* start PROVIDED PASSAGE *

This thread has been locked.

If you have a related question, please click the "Ask a related question" button in the top right corner. The newly created question will be automatically linked to this question.

MSP430 C compiler 4.4.1 doesn't optimize indexed store/load after variable optimized to register

Hello all:

With optimization on, the C compiler can decide to allocate a register to what was a variable; after it does that, though, if that variable had been being used as an index on an indexed store/load, it seems like there's an unnecessary register copy that doesn't go away, because when the variable was 'real', it needed to be copied to a register for the indexed load/store.

This occurs with all levels of optimization. 

Practically, what this leads to is that code like this:

uint8_t buf[16];
struct my_pointers {
   uint8_t rd_ptr;
   uint8_t wr_ptr;
} pointers;
struct my_pointers *p = &pointers;

int main(void) {
  uint8_t tmp;
  tmp = p->wr_ptr;
  buf[tmp++] = P1IN;
  tmp = tmp % 16;
  p->wr_ptr = tmp;
}

is less efficient than this:

uint8_t buf[16];
struct my_pointers {
   uint8_t rd_ptr;
   uint8_t wr_ptr;
} pointers;
struct my_pointers *p = &pointers;
uint8_t *const rd_ptr = &(p->rd_ptr);
uint8_t *const wr_ptr = &(p->wr_ptr);

int main(void) {
  uint8_t tmp;
  tmp = *wr_ptr;
  buf[tmp++] = P1IN;
  tmp = tmp % 16;
  *wr_ptr = tmp;
}

(The 'tmp' there doesn't do anything, removing it in this sample code and just working with p->wr_ptr/*wr_ptr doesn't change anything).

In the first case the first read of p->wr_ptr to a temporary variable is optimized to a register, but then the indexed store afterwards still includes a register copy before it:



        MOV.B     &pointers+1,r15       ; [] |23| 
        MOV.B     r15,r14               ; [] |23| 
        MOV.B     &PAIN_L+0,buf+0(r14)  ; [] |23| 

whereas in the second case, there is no read of p->wr_ptr needed, as now it's just a pointer. So it generates:

        MOV.B     &pointers+1,r15       ; [] |37| 
        MOV.B     &PAIN_L+0,buf+0(r15)  ; [] |37| 

In the assembly file, you can see that in the optimized case, there's been an intermediary variable optimized away - it says "r15 assigned to $O$C1".

Obviously with lots of structure pointers like this, this cost can get pretty high if there are lots of indexed loads/stores. 

I'm attaching a "test case" - which includes a 'bad style' indexed store and a good style' indexed load (and the reverse, commented out) so you can see.8877.main.cpp

  • Thank you for notifying us of this problem, and submitting a well defined test case.  I can reproduce your results.  I filed SDSCM00052087 in the SDOWP system to have this investigated.  It is not filed as a defect report, but a performance issue.  The code generated by the compiler is correct, but not optimal.  Feel free to follow it with the SDOWP link below in my signature.

    Thanks and regards,

    -George

* end PROVIDED PASSAGE *

Please reproduce the compiler thread above word for word, starting with "In the assembly" and going on through "in my signature.".

* start DATA LISTING *

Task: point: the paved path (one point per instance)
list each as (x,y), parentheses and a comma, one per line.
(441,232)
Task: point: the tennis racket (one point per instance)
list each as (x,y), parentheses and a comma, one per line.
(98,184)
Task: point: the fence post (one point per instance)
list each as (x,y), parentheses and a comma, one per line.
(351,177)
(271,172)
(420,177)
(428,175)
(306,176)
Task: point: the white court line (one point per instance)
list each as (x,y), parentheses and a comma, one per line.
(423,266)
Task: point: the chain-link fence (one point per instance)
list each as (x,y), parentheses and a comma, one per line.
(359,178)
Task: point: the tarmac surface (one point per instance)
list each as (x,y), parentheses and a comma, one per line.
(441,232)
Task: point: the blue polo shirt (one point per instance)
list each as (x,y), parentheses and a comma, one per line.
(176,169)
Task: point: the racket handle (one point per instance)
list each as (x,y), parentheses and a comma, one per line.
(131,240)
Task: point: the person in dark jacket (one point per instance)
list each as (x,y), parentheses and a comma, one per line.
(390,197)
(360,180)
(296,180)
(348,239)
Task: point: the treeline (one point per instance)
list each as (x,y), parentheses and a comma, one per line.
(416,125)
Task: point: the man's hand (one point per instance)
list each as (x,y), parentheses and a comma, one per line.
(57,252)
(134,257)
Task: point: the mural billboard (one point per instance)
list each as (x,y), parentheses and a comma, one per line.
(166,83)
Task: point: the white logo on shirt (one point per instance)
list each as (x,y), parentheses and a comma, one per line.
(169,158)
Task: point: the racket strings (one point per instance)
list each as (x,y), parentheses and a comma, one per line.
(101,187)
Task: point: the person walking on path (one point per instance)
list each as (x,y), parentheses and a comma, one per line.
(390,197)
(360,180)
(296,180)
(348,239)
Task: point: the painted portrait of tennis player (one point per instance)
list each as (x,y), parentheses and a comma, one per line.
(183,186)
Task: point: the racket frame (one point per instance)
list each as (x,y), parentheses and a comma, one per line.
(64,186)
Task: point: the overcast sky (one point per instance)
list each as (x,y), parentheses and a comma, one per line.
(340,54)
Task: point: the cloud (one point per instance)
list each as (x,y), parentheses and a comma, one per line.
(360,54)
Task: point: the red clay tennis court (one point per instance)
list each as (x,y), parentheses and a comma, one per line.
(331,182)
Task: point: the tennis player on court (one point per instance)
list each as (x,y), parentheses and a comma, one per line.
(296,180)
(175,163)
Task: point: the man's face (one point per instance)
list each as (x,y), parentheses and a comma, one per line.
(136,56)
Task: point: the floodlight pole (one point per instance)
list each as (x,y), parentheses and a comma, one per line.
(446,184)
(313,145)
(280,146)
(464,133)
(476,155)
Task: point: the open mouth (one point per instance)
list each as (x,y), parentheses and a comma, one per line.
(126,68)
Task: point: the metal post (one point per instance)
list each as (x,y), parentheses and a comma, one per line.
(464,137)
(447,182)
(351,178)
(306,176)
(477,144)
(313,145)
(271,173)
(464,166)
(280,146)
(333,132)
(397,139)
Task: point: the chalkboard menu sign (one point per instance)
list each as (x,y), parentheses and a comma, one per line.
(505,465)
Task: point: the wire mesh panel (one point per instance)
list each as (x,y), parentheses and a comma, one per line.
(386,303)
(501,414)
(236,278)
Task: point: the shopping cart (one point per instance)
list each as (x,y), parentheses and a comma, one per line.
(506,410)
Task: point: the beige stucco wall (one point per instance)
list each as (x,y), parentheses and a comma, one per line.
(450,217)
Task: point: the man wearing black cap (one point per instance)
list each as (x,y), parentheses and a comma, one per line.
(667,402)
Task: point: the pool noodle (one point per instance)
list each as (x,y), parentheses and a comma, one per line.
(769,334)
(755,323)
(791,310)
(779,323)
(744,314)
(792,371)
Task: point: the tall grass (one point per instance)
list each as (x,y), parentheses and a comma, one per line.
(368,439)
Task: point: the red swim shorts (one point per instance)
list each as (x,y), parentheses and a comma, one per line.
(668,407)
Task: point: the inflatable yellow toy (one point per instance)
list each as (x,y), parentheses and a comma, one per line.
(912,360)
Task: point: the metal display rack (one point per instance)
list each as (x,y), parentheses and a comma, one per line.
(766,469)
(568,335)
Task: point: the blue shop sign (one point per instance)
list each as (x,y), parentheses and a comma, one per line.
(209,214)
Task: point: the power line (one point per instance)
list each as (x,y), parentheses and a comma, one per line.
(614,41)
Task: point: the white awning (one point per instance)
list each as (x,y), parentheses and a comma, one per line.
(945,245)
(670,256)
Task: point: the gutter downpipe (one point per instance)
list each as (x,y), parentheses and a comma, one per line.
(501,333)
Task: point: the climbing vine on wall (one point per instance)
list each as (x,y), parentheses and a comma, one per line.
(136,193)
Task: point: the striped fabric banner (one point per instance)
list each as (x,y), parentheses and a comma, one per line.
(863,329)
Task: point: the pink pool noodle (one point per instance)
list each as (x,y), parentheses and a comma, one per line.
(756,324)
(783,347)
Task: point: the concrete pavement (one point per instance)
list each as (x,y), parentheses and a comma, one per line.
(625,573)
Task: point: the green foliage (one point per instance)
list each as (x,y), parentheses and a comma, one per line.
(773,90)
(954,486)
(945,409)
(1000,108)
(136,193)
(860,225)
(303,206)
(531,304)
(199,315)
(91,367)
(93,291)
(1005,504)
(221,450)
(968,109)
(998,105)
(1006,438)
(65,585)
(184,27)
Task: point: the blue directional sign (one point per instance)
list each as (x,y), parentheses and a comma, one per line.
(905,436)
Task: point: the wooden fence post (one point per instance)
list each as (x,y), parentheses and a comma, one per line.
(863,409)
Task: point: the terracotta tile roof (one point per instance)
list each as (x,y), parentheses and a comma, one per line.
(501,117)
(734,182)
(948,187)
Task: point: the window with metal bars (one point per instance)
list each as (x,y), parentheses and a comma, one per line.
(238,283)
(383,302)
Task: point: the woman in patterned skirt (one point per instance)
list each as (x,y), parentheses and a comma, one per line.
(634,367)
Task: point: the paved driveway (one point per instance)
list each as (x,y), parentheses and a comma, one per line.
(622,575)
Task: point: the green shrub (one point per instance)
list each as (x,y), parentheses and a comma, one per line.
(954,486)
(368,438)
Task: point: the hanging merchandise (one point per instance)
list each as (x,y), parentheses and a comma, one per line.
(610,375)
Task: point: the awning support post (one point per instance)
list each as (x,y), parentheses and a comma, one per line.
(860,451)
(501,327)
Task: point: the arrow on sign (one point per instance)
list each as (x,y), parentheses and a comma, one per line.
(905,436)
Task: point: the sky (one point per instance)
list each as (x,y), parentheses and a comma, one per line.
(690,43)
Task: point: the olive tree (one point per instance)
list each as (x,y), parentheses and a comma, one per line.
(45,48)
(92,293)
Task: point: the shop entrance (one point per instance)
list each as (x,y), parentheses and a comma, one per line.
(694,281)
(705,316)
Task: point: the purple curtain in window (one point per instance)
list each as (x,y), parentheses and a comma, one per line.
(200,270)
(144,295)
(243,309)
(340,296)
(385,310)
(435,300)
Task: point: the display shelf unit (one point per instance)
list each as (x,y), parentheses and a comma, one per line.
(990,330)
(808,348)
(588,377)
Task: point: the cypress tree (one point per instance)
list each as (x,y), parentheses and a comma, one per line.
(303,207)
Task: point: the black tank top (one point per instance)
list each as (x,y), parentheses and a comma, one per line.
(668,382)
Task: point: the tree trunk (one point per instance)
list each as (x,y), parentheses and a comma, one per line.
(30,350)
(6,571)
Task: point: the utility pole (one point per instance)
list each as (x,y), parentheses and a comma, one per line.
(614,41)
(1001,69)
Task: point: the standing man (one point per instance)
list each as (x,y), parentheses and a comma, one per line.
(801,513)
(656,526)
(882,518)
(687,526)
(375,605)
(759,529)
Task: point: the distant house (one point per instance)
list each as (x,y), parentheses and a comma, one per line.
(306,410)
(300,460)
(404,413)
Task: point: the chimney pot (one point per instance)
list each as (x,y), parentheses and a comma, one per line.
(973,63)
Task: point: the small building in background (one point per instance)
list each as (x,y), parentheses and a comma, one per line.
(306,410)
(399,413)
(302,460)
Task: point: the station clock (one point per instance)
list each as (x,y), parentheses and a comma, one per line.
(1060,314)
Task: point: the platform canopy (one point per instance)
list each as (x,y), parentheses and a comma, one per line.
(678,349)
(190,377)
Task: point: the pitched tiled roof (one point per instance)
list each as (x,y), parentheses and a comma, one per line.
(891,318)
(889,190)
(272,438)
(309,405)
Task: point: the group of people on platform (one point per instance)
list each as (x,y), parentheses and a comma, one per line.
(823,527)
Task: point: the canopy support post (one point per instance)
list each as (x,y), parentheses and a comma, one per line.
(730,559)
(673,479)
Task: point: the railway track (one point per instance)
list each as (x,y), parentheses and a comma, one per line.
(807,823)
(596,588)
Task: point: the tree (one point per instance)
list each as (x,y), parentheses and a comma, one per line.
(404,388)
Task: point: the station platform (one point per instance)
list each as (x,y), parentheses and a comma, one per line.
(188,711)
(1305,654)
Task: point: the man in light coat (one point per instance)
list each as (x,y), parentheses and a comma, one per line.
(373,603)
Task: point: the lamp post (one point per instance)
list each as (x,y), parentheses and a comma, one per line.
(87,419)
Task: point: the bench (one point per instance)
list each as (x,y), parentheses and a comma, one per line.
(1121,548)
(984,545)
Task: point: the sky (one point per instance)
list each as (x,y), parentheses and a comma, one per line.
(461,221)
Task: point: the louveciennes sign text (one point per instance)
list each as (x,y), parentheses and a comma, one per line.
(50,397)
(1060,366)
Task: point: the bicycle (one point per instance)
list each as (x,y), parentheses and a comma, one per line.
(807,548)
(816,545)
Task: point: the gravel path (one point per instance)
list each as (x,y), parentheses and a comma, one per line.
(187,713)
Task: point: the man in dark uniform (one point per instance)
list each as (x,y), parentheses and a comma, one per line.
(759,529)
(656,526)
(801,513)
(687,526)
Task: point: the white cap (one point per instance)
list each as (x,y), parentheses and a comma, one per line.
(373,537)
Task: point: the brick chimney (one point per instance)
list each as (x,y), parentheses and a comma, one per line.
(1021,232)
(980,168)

* end DATA LISTING *

▶ _SOLUTION TO THIS PROBLEM_:
In the assembly file, you can see that in the optimized case, there's been an intermediary variable optimized away - it says "r15 assigned to $O$C1".

Obviously with lots of structure pointers like this, this cost can get pretty high if there are lots of indexed loads/stores. 

I'm attaching a "test case" - which includes a 'bad style' indexed store and a good style' indexed load (and the reverse, commented out) so you can see.8877.main.cpp

  • Thank you for notifying us of this problem, and submitting a well defined test case.  I can reproduce your results.  I filed SDSCM00052087 in the SDOWP system to have this investigated.  It is not filed as a defect report, but a performance issue.  The code generated by the compiler is correct, but not optimal.  Feel free to follow it with the SDOWP link below in my signature.